[Written task] Reproduce the listing below with every "pixel marker" changed to "coordinate point" and nothing else altered. Leave the pictures out.

Point-based annotation data:
_ _ _

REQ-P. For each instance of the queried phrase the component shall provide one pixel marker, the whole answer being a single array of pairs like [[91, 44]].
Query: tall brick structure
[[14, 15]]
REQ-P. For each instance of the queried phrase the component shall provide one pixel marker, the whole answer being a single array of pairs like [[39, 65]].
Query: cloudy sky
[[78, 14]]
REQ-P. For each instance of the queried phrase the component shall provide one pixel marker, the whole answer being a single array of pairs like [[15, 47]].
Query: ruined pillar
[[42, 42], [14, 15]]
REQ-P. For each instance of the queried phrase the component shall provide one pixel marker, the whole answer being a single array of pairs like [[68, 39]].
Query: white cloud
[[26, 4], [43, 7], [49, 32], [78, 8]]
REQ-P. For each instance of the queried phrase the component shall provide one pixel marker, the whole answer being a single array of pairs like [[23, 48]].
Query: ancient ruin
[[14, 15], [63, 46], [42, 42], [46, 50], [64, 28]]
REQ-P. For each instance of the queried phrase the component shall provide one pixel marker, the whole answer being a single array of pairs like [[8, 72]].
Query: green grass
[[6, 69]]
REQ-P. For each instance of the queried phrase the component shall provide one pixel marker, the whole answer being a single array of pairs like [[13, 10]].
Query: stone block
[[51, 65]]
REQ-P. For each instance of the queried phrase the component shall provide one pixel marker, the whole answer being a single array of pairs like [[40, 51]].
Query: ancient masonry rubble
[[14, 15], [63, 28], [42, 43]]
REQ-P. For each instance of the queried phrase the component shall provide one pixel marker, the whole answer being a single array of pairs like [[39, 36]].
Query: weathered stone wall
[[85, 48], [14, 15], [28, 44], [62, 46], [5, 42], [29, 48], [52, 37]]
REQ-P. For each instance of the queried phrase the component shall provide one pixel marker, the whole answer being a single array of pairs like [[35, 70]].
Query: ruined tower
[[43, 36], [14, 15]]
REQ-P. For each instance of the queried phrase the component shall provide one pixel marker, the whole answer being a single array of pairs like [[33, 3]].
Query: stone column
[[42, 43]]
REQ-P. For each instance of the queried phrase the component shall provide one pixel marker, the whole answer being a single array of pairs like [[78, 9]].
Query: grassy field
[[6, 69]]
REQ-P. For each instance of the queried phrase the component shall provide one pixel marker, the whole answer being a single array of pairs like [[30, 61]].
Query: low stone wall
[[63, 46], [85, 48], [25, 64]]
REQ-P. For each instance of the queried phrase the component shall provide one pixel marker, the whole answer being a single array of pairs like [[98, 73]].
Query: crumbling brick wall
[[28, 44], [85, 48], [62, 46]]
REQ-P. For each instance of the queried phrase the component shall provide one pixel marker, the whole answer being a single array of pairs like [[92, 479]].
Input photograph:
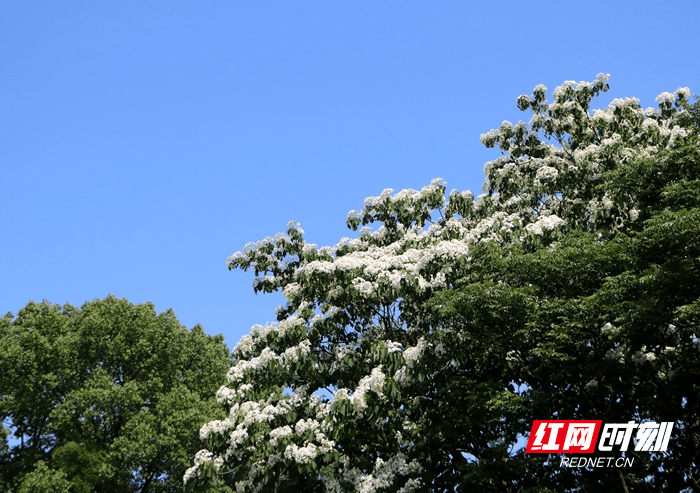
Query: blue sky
[[142, 143]]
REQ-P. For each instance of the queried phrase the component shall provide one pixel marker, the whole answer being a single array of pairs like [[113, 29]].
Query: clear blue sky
[[141, 143]]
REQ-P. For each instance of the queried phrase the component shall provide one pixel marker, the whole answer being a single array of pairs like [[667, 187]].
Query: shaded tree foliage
[[416, 356], [105, 397]]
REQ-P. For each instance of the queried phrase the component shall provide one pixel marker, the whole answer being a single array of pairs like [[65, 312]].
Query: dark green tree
[[416, 356], [106, 397]]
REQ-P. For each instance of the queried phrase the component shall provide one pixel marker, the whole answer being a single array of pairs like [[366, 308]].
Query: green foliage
[[106, 397], [416, 356]]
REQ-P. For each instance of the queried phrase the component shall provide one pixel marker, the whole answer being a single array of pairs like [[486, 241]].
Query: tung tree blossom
[[405, 358]]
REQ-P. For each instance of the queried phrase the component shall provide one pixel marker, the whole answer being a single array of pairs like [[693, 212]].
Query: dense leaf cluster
[[106, 397], [415, 356]]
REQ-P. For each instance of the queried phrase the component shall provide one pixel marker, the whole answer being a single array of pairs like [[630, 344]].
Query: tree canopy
[[415, 356], [106, 397]]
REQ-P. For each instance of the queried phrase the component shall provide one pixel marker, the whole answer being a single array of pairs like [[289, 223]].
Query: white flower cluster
[[373, 382], [345, 301]]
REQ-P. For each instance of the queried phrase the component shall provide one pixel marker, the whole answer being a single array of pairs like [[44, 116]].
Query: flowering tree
[[415, 356]]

_ _ _

[Answer to this problem]
REQ-P. For each instance of the queried phrase the component shall provide one coordinate point, the whole answer being a single array of pairs like [[91, 44]].
Query: tall brick structure
[[14, 15]]
REQ-P. For each instance of the queried phrase the component shall provide one coordinate point, the whole answer being a single array of pairs like [[39, 65]].
Query: cloudy sky
[[78, 14]]
REQ-P. For each instance of the queried phrase the component shall provide one coordinate point, the whole answer being a single array of pairs like [[15, 47]].
Query: ruined pillar
[[42, 42], [14, 15]]
REQ-P. For each instance of the queried phrase the component shall provide one coordinate point, the whole answer being a single array of pairs like [[68, 39]].
Query: white cloud
[[26, 4], [43, 7], [49, 32], [78, 8]]
REQ-P. For each instance of the queried phrase the component shall provide one coordinate point, the whole answer being a single array of pairs like [[23, 48]].
Query: ancient ruin
[[14, 15], [63, 46], [42, 42], [46, 50], [64, 28]]
REQ-P. For each instance of the queried phrase the component shall provide one coordinate point, the whole answer being a single array of pairs like [[8, 72]].
Query: green grass
[[6, 69]]
REQ-P. For each instance of the queried phrase the component shall provide one coordinate point, the whole answer being a single array of pairs like [[13, 10]].
Query: stone block
[[51, 65]]
REQ-P. For each instance of the queried phrase the component shall provide one coordinate point, the whole answer being a single array of pairs like [[40, 51]].
Query: ancient masonry rubble
[[14, 15], [63, 28], [42, 43]]
REQ-P. For each instance of the queried phrase the component shall provide one coordinate point, the whole answer being a single array of pairs like [[39, 36]].
Query: weathered stone wall
[[85, 48], [14, 15], [28, 44], [62, 46], [5, 42], [29, 48], [52, 37]]
REQ-P. For each instance of the queried phrase the component shall provide one coordinate point, the whole answer being a single array of pairs like [[35, 70]].
Query: ruined tower
[[43, 36], [14, 15]]
REQ-P. For each instance of the queried phrase the component shall provide one coordinate point, the whole answer being a single array of pairs like [[33, 3]].
Query: stone column
[[42, 43]]
REQ-P. For each instance of the queried phrase the component shall provide one coordinate point, the whole answer being a single array of pairs like [[78, 9]].
Query: grassy field
[[6, 69]]
REQ-P. For each instance of the queried phrase the component shall provide one coordinate point, the whole answer being a single array of pairs like [[30, 61]].
Query: low stone wall
[[63, 46], [85, 48], [25, 64]]
REQ-P. For each instance of the queried phrase the component shall provide one coordinate point, the whole answer being a single array of pairs like [[98, 73]].
Query: crumbling brick wall
[[28, 44], [85, 48], [62, 46]]
REQ-P. For each instance of the queried phrase the component shall provide one coordinate point, the whole answer being a single array of pairs like [[92, 479]].
Input photograph:
Query: blue sky
[[142, 143]]
REQ-P. For each instance of the queried phrase the component shall provide one coordinate point, the whole answer being a single array of pairs like [[113, 29]].
Query: clear blue sky
[[141, 143]]
REQ-P. For each instance of the queried phrase the component shall provide one coordinate point, the whole answer being a single array of pairs like [[667, 187]].
Query: shaded tree foliage
[[416, 356], [105, 397]]
REQ-P. For each instance of the queried phrase the component shall provide one coordinate point, the whole answer being a single array of pairs like [[65, 312]].
Query: dark green tree
[[416, 356], [106, 397]]
REQ-P. For each instance of the queried phrase the component shall provide one coordinate point, the whole answer being a single array of pairs like [[366, 308]].
Query: green foliage
[[106, 397], [416, 356]]
REQ-P. For each instance of the queried phrase the component shall provide one coordinate point, the whole answer being a single array of pairs like [[486, 241]].
Query: tung tree blossom
[[405, 358]]
REQ-P. For each instance of the queried phrase the component shall provide one coordinate point, the whole answer being a single array of pairs like [[693, 212]].
Query: dense leaf cluster
[[106, 397], [415, 356]]
REQ-P. For each instance of the queried phrase the component shall provide one coordinate point, the whole answer being a single array of pairs like [[630, 344]].
Query: tree canopy
[[415, 356], [106, 397]]
REQ-P. For each instance of the queried phrase the component shall provide one coordinate point, the whole answer being a single array of pairs like [[289, 223]].
Query: white flower cluster
[[373, 382], [345, 301]]
REQ-P. For each instance of the queried phrase the component shall provide one coordinate point, the whole answer being a single array of pairs like [[44, 116]].
Query: flowering tree
[[415, 356]]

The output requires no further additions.